# Exercise details
All that is needed is each line of the entries holding the word "pattern", copied as it stands.

# Dataset
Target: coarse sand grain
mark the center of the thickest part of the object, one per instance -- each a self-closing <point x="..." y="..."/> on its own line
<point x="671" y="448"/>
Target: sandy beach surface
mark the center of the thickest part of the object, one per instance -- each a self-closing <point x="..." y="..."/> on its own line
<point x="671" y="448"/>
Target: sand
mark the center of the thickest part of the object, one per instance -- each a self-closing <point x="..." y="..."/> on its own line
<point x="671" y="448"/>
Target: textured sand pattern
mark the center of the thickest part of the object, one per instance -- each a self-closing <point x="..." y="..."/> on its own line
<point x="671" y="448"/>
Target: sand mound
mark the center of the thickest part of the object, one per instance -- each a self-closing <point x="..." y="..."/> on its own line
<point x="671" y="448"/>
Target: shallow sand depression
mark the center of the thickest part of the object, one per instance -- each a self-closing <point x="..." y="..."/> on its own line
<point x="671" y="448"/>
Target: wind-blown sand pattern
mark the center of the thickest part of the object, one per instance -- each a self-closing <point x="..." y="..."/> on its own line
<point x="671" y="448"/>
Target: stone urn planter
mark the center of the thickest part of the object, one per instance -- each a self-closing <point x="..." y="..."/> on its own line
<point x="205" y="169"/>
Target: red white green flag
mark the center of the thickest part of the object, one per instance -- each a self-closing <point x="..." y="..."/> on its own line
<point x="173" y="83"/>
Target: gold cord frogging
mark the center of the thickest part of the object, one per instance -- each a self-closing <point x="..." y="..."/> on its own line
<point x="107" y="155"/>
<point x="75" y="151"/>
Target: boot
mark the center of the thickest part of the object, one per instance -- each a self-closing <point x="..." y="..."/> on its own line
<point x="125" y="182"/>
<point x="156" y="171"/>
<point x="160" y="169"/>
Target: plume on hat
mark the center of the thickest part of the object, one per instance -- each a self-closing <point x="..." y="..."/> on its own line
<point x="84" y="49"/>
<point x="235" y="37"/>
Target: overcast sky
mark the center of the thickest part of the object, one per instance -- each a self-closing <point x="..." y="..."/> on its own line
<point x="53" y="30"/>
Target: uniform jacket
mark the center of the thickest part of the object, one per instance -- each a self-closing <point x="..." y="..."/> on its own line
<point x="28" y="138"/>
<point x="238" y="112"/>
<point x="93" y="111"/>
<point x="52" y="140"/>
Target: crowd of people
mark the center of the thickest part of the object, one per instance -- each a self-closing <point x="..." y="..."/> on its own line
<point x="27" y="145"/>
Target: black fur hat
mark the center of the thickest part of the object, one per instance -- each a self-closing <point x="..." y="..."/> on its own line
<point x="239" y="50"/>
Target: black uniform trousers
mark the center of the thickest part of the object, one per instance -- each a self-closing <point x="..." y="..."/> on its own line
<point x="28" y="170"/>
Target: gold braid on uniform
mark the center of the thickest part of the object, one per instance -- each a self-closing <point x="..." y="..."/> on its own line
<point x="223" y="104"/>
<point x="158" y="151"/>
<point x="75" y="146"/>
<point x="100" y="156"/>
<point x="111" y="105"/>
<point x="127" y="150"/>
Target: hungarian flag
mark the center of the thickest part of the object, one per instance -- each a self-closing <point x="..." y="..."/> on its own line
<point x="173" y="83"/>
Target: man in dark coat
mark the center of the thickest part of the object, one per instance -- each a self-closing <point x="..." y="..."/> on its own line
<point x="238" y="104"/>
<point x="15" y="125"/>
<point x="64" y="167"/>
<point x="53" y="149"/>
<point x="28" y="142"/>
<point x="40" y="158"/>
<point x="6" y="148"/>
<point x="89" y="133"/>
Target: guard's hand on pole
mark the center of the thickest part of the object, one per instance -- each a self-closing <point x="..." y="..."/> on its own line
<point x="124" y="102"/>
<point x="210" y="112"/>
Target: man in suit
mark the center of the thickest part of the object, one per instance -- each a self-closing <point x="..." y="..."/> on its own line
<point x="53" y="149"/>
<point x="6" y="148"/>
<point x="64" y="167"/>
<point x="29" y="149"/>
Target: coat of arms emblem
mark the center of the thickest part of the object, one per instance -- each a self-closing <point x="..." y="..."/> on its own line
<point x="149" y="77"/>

# Task answer
Target: textured sand pattern
Target: wind-blown sand pattern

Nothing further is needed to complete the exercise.